▶ WRITTEN REQUEST:
In the text comparing Ethernet and ATM, how far can unshielded twisted-pair copper run for Gigabit Ethernet?

▶ TEXT SECTION:
========================================================================

4.5 Interoperability

Different Ethernet versions work well together. Gigabit Ethernet technology is based on the original technology: CSMA/CD media access with the original protocol frame format. The upgrade path is relative straightforward. Upgrade can be performed in segments and divide the costs over a period. And what's important: the old LAN applications will operate unchanged. The cabling needs updates though. Gigabit Ethernet practically needs fiber-optic cables. Unshielded twisted-pair copper runs only up to 25 meters. Since Ethernet technology occupies the lowest two layers of the ISO-protocol stack, layer 3 protocols such as IP run happily over Ethernet. Ethernet does not get in the way.
Because large portions of all networking applications have been build for traditional LANs, ATM has had hard time to pursue to the desktop. Applications would have to be changed for ATM. ATM LANE, LAN Emulation, has been created to accelerate adoption of ATM. In essence, LANE allows ATM technology to be used in traditional LANs without any change in applications at the workstations. LANE allows an easy migration from Ethernet to ATM, but also means that sophisticated ATM features are not exploited.
The goal of MPOA, Multiprotocol Over ATM, is to make existing LANs and their protocols interoperate with an ATM backbone. MPOA will have a greater role than LANE since ATM has not replaced existing LANs, and interoperability with legacy networks is the issue. MPOA will gradually replace LANE.

4.6 Management

What comes to installation and configuration, Ethernet beats ATM. Ethernet is well-understood and nearly plug and play. ATM network configuration is rather difficult with many arcaine parameters at the switch and the workstation. ATM takes time to install and requires a bit of expertise. This in turn directly affects the total costs of the technology. ATM network management is more difficult than Ethernet LAN networks, due to many parameters of ATM networks and interoperability issues. In an essential role is the Interim Local Management Interface (ILMI) which uses SNMP across UNI and NNI to access status and configuration information within each network node. ILMI and ATM networking in general is still evolving.

========================================================================

▶ EXCERPTED RECORDS:
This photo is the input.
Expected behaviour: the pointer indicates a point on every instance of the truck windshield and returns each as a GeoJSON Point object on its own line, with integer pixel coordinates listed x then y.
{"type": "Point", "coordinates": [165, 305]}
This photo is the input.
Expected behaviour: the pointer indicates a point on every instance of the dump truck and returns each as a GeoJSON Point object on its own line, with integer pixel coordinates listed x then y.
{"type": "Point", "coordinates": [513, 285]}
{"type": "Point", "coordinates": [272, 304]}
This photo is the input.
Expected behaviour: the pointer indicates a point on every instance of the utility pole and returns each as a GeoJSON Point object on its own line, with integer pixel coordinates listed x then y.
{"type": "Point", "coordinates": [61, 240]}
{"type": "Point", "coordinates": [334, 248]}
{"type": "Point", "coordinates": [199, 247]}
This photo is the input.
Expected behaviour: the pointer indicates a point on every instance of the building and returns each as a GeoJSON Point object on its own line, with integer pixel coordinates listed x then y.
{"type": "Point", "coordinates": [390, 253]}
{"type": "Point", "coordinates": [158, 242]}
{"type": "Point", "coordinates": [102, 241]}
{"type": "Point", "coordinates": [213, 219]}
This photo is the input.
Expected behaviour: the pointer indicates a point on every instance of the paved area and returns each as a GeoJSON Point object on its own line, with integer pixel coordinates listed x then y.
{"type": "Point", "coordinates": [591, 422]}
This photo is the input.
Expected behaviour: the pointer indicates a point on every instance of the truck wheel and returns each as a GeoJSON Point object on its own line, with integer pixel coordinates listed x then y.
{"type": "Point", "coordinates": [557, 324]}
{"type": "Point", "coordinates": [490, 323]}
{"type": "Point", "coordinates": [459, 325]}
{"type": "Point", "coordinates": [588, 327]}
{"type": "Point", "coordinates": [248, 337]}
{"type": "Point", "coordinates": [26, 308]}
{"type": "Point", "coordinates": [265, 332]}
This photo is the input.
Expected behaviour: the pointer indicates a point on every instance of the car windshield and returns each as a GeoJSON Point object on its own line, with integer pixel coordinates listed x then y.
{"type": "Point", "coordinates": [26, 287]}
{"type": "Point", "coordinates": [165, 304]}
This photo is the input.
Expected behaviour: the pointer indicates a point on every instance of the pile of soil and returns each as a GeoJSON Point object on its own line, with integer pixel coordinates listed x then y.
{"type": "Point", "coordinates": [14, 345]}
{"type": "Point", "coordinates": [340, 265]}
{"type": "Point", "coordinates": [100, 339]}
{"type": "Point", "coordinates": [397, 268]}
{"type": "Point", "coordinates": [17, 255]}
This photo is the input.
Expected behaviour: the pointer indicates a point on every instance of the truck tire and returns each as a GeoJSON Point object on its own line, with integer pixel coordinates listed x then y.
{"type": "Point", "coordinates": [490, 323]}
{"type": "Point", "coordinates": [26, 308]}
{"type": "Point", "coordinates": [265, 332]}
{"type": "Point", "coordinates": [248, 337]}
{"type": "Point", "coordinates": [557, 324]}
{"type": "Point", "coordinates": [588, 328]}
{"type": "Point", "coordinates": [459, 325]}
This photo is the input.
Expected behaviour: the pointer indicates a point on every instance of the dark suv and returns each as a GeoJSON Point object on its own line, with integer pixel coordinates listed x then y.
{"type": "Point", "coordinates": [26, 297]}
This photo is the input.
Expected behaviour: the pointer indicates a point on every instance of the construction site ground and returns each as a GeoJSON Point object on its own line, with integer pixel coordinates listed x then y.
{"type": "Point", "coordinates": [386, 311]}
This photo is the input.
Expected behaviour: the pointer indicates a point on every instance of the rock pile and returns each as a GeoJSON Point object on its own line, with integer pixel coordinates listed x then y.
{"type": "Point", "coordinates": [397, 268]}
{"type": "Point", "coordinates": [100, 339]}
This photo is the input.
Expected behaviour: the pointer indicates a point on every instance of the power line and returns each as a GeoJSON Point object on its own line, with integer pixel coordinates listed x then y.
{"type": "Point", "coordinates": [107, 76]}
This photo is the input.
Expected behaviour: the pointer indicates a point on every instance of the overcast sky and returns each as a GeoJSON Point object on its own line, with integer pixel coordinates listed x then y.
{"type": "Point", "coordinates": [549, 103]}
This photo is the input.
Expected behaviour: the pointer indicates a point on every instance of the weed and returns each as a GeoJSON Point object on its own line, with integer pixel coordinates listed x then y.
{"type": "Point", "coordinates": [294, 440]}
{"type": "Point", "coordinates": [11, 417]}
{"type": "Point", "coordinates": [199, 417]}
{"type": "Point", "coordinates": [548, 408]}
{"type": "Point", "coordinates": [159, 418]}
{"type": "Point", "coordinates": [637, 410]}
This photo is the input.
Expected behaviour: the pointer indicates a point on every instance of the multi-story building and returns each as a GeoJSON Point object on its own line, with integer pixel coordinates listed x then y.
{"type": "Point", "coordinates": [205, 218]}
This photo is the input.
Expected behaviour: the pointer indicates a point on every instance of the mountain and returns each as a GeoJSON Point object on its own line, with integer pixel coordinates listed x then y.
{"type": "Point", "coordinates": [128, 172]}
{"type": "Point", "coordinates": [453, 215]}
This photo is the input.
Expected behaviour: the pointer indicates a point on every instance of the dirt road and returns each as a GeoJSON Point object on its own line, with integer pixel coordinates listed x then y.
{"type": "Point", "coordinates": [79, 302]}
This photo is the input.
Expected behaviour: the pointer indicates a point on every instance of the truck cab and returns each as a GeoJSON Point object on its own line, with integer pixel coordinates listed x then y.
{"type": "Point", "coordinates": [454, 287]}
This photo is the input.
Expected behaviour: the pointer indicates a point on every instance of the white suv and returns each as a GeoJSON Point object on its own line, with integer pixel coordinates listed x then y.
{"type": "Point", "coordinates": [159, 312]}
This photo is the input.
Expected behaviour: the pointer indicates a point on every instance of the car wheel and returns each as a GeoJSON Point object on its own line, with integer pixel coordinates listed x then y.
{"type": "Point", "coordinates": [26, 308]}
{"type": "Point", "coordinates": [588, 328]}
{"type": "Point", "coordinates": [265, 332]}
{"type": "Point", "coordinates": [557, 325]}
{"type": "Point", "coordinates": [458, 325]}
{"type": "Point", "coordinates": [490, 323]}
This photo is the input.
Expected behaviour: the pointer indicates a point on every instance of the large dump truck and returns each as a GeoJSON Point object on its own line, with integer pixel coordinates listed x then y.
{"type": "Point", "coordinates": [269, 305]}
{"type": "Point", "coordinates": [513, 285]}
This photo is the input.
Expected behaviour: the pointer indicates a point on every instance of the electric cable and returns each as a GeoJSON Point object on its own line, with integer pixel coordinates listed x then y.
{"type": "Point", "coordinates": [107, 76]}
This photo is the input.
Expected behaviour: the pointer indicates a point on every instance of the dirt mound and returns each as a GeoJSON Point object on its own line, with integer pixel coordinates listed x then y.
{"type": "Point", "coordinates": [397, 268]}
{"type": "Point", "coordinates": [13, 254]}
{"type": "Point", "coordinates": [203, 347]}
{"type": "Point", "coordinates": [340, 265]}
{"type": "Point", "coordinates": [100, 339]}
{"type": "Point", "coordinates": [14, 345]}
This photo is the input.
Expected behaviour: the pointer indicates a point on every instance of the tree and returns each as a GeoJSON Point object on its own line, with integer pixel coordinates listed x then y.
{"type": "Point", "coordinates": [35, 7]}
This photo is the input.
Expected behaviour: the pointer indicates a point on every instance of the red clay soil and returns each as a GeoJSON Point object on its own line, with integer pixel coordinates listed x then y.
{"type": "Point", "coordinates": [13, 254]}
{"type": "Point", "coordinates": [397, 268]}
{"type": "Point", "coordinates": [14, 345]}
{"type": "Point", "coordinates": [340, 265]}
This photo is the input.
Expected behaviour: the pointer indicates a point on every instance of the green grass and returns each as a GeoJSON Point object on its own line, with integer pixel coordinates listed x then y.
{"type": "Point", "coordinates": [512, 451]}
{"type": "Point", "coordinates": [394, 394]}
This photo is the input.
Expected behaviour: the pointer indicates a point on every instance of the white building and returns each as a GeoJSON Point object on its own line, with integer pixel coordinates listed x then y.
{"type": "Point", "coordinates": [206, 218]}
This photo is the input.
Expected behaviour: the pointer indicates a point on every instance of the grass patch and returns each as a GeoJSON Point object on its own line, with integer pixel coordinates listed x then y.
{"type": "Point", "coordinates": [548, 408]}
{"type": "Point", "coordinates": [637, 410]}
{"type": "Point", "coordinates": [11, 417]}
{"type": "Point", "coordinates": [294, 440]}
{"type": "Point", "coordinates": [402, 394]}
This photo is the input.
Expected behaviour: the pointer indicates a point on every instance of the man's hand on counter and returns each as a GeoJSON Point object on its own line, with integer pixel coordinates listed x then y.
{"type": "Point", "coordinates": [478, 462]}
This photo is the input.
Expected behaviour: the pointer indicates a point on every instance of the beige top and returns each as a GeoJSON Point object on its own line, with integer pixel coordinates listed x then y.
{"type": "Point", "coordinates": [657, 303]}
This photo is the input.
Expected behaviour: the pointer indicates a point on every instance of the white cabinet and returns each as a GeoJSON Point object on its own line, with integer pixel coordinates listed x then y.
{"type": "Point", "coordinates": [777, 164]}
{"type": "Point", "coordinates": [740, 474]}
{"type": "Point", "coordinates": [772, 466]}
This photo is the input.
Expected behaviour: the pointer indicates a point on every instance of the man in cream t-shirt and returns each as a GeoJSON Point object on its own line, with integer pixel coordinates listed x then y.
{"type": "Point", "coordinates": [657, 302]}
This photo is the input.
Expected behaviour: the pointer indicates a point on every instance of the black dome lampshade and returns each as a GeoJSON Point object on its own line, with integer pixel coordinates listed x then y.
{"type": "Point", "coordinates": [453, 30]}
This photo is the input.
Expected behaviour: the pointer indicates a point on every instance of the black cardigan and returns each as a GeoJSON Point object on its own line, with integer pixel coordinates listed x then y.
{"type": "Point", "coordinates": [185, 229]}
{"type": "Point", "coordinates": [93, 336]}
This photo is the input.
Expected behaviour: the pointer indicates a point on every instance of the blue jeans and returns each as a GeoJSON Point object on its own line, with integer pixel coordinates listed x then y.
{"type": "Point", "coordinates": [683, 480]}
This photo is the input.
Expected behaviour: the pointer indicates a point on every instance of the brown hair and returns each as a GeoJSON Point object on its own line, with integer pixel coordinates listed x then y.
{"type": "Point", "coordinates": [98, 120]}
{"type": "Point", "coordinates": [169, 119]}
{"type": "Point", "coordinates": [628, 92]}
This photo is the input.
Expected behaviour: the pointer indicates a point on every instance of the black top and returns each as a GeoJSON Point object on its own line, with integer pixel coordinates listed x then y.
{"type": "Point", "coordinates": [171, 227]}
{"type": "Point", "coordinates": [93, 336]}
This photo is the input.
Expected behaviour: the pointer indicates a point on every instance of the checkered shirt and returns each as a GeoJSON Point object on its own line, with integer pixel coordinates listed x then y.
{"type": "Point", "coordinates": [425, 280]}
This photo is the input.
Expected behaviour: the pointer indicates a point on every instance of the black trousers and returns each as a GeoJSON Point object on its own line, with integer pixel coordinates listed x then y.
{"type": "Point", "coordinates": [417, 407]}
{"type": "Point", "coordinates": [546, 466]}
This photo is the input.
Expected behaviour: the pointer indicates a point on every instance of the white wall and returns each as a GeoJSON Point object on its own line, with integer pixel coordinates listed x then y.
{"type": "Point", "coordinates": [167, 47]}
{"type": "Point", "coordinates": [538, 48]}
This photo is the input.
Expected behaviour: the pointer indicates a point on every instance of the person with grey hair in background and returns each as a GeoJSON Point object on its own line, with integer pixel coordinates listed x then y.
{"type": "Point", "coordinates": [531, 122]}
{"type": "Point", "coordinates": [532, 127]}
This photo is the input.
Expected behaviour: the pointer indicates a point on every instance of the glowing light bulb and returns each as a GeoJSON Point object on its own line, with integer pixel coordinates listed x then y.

========================================================================

▶ OUTPUT FOR THIS EXERCISE:
Only up to 25 meters.